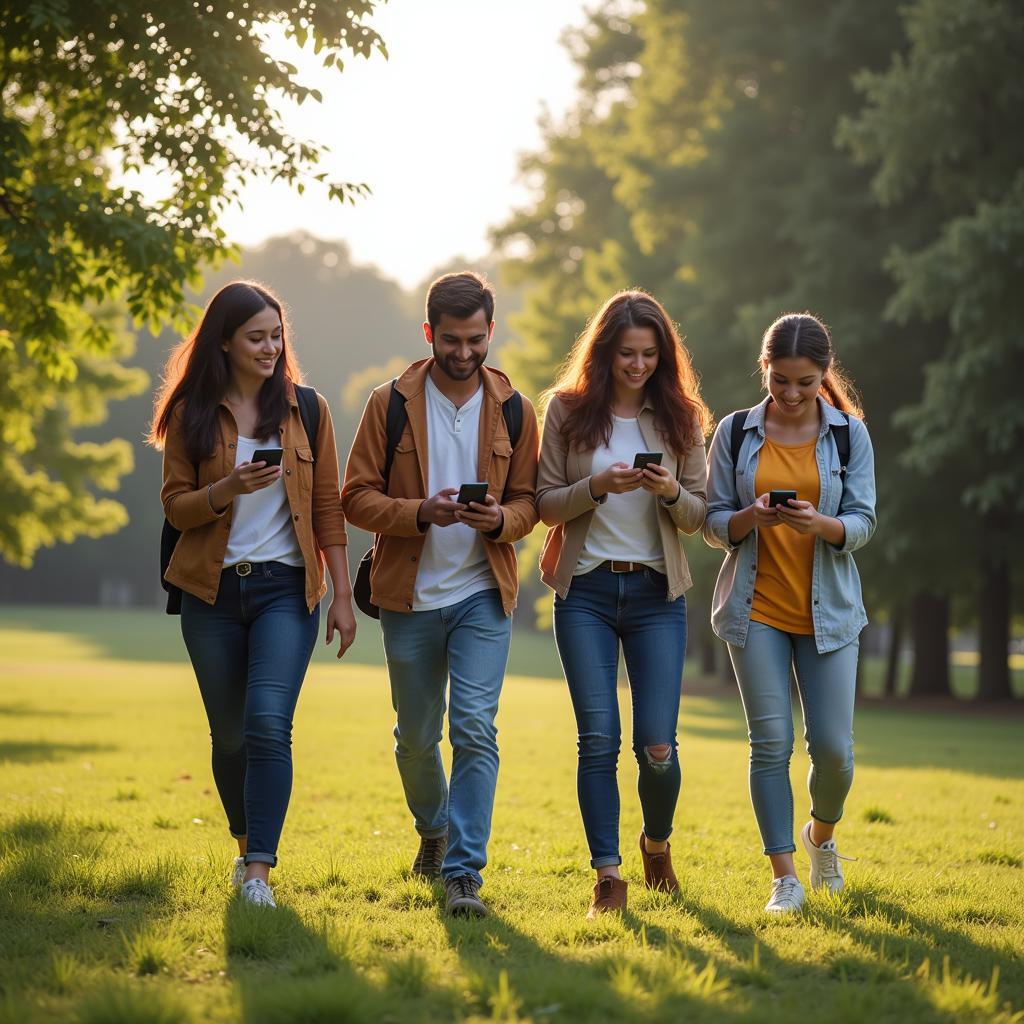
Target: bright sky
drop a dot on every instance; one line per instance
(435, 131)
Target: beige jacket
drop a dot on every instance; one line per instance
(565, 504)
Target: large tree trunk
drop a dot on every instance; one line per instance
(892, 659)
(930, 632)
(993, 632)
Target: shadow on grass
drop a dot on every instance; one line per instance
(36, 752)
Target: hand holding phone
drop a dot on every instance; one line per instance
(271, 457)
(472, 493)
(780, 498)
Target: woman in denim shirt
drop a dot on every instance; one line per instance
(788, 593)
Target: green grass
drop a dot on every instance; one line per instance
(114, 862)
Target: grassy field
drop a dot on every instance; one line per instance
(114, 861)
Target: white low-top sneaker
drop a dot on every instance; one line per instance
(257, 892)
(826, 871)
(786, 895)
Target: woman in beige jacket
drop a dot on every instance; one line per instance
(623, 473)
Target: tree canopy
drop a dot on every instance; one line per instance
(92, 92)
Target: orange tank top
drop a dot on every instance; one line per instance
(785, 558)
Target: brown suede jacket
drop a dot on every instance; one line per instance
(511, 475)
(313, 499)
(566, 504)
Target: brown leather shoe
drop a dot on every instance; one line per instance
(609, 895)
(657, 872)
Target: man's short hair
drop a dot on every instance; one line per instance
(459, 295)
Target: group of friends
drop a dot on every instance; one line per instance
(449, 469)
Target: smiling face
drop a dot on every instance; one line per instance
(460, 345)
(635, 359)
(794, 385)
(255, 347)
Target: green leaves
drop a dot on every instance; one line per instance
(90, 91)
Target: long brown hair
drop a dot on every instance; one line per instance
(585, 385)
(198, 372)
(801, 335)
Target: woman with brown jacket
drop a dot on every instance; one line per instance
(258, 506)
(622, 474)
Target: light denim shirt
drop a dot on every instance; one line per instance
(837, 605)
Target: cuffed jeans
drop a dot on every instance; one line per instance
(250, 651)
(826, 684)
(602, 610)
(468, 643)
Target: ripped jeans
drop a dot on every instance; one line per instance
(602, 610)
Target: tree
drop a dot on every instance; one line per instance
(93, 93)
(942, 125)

--------------------------------

Written instruction: Recast every line of the listing above as a numbered list, skipping blank lines and omitting the picture.

Final answer:
1. Target: bright sky
2. drop a dot on every instance; one line per instance
3. (435, 131)
4. Target: beige jacket
5. drop a dot on every instance; one line per instance
6. (565, 504)
7. Target: large tree trunk
8. drop a dot on every instance; one line per instance
9. (892, 659)
10. (930, 632)
11. (993, 632)
12. Target: shadow on grass
13. drop a dot on every instance; one line per instance
14. (36, 752)
15. Target: hand holding phone
16. drop a dot on every instance; one line per instance
17. (271, 457)
18. (472, 493)
19. (780, 498)
20. Target: woman in denim shirt
21. drop a dot on every instance; one line per instance
22. (788, 593)
23. Target: green grass
24. drop a dot on every instance; one line per instance
25. (114, 862)
26. Target: grassy field
27. drop a dot on every instance; one line per instance
28. (114, 861)
29. Target: white low-top sneaker
30. drop a dot on every instance; one line per instance
31. (257, 892)
32. (826, 871)
33. (786, 895)
34. Target: woman in beige jacket
35. drop a dot on every instance; one line per instance
36. (623, 473)
37. Target: tree canopy
38. drop a dot on every instance; one line per instance
39. (92, 92)
40. Target: orange tank top
41. drop a dot on every instance; one line per instance
42. (785, 558)
43. Target: brown suede jacket
44. drop a dot on every instance; one line per instance
45. (511, 475)
46. (313, 499)
47. (566, 504)
48. Target: brown leather shoe
49. drop a dot on every instance; one line per instance
50. (609, 895)
51. (657, 872)
52. Target: man's short hair
53. drop a dot on every instance; one line per instance
54. (459, 295)
55. Target: group of friends
56. drop a dot on every instance; one line per instance
57. (449, 469)
58. Target: smiling face
59. drop a dot on every instance; one line per instance
60. (460, 345)
61. (635, 359)
62. (794, 385)
63. (255, 347)
64. Target: green leaves
65. drop a dot on every instance; one line per instance
66. (90, 91)
67. Target: long brown hair
68. drop a dot on every instance; one line per instance
69. (585, 385)
70. (198, 372)
71. (801, 335)
72. Target: woman with brown jacket
73. drop a dot on every instance; one line per instance
74. (258, 506)
75. (622, 474)
76. Target: light denim shirt
77. drop a dot on every instance; one line per instance
78. (837, 605)
79. Target: cuffed jeans
80. drop a dot on every instance; one line per instance
81. (250, 651)
82. (826, 684)
83. (602, 610)
84. (468, 643)
85. Target: ripped jeans
86. drop a dot on every instance; one line per instance
87. (602, 610)
88. Target: tree
89. drop a dot on every instance; one line per instance
90. (93, 93)
91. (942, 125)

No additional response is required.